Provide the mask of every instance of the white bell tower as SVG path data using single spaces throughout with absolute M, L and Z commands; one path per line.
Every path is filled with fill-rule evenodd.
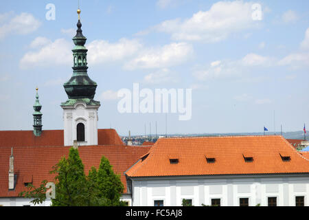
M 78 145 L 98 145 L 98 105 L 87 105 L 77 100 L 72 105 L 62 106 L 63 109 L 65 146 L 73 146 L 74 140 Z
M 76 35 L 73 38 L 73 75 L 63 85 L 69 99 L 61 103 L 63 109 L 65 146 L 98 145 L 98 101 L 93 100 L 97 83 L 87 74 L 87 50 L 84 47 L 87 38 L 82 35 L 78 10 L 78 22 Z

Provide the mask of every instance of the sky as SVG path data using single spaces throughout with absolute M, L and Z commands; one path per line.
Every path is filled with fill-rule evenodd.
M 43 129 L 63 129 L 78 1 L 0 6 L 0 130 L 33 129 L 36 87 Z M 135 135 L 145 127 L 154 134 L 156 123 L 158 134 L 309 127 L 308 1 L 80 0 L 80 8 L 99 129 Z M 191 118 L 119 112 L 117 91 L 133 83 L 191 89 Z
══════
Return exactly the lines from the one containing "Provide the mask of every instance of the sky" through the last line of the records above, both included, and nothing else.

Provide the mask of every instance of the sky as SVG path data using single spaces throughout with absolute M, L and Z commands; one path per line.
Every path is filled with fill-rule evenodd.
M 43 129 L 63 129 L 78 1 L 0 6 L 0 130 L 33 129 L 36 87 Z M 135 135 L 145 127 L 154 134 L 156 123 L 158 134 L 309 127 L 308 1 L 80 0 L 80 8 L 99 129 Z M 191 118 L 119 112 L 117 91 L 133 83 L 191 89 Z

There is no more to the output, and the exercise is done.